Task to carry out » Write out exactly, please, the lines from the one containing "Where can the american" to the end of the material.

## start Given entries

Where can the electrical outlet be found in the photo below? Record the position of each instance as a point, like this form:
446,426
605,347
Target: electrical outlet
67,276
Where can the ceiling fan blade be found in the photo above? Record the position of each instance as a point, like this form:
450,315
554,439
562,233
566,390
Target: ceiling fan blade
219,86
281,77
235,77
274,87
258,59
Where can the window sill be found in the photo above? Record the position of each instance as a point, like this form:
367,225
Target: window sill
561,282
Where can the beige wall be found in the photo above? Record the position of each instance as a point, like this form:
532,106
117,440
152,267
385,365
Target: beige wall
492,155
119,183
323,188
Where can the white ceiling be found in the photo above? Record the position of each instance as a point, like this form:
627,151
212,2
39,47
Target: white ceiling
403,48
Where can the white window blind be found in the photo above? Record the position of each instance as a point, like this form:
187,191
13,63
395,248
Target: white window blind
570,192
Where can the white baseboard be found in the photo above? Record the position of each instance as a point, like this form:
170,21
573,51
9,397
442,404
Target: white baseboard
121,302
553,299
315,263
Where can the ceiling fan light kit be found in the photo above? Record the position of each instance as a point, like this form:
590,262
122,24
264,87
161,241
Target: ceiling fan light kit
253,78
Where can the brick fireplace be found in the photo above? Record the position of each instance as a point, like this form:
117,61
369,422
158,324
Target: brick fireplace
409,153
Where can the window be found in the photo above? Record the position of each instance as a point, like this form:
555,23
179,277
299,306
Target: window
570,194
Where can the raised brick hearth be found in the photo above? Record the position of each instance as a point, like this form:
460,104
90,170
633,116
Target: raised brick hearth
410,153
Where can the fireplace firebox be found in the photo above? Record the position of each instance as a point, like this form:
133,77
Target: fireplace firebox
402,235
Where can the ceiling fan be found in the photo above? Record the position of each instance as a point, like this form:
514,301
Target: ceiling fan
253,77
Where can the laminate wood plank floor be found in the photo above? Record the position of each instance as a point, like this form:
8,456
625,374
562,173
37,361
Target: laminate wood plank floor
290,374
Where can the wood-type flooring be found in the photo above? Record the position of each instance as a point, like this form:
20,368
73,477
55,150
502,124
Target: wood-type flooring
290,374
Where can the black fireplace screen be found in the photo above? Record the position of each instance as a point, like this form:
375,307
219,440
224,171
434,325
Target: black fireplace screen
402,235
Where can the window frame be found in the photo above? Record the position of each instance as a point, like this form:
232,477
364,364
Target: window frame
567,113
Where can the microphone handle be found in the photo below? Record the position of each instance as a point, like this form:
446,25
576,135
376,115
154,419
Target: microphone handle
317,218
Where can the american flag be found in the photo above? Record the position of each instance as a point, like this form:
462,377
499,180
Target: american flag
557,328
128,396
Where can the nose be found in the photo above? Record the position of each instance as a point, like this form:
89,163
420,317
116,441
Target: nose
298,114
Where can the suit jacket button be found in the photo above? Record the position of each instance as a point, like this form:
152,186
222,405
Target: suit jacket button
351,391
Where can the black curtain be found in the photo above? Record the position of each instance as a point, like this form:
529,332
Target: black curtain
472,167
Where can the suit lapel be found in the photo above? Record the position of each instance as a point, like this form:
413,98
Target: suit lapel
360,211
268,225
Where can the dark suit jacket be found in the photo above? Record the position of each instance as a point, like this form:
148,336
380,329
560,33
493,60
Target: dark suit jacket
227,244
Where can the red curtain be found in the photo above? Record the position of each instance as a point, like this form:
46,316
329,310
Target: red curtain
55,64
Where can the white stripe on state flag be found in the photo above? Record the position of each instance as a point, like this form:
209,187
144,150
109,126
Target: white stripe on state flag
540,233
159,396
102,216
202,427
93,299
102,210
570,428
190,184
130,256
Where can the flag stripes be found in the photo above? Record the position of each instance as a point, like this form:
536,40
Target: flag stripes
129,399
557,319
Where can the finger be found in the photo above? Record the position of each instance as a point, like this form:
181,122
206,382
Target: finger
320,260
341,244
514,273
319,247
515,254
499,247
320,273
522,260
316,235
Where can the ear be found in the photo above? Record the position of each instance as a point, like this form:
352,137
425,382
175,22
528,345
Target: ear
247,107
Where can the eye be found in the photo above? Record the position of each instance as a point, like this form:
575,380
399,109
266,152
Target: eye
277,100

## end Given entries

Right answer »
Where can the american flag be found in the photo above? Record the position of each instance as a point, like this form:
462,377
499,180
Target: american flag
557,328
128,396
Where can the nose be found in the photo above? Record the position of each instance as a point, like this form:
89,163
420,317
116,441
Target: nose
298,114
Where can the suit jacket button be found in the photo above? Record the position of each instance as a point, like this form:
152,186
222,405
Target: suit jacket button
351,391
Where can the black curtain be found in the photo above? Record the position of each instance as a point, like this form:
529,332
Target: black curtain
472,167
Where can the suit lapel be found in the photo above? Record the position of each instance as a point, like this form:
413,98
Target: suit lapel
360,211
268,225
Where can the dark suit jacket be found in the photo above? Record the position of each instance as a point, like this form:
148,336
380,329
560,33
493,60
Target: dark suit jacket
227,244
Where can the red curtain be found in the photo above? Record the position of each instance as a point, like this form:
46,316
329,310
Target: red curtain
55,64
Where can the white stripe on state flag be found in the photo above? Record the position of each instance as a point, like this form:
209,187
144,150
109,126
Target: white stripe on state flag
540,233
159,396
102,216
202,427
93,299
102,210
570,428
190,184
130,256
Where can the flag stripes be found in the photo above? Record the position of each instance as a point, like this form:
536,40
Target: flag stripes
129,399
557,319
Where can the finger be found in the photo above? Record the position of each instance as a point, like this form:
181,122
206,382
Target: finger
320,260
341,244
514,273
319,247
515,254
499,247
320,273
522,260
316,235
Where can the ear be found in the photo above? Record the position of each instance as a point, like this form:
352,137
425,382
175,22
528,345
Target: ear
247,107
Where can the eye be found in the photo above? Record the position of each instance as a point, like this form:
575,380
399,109
266,152
Target: eye
277,100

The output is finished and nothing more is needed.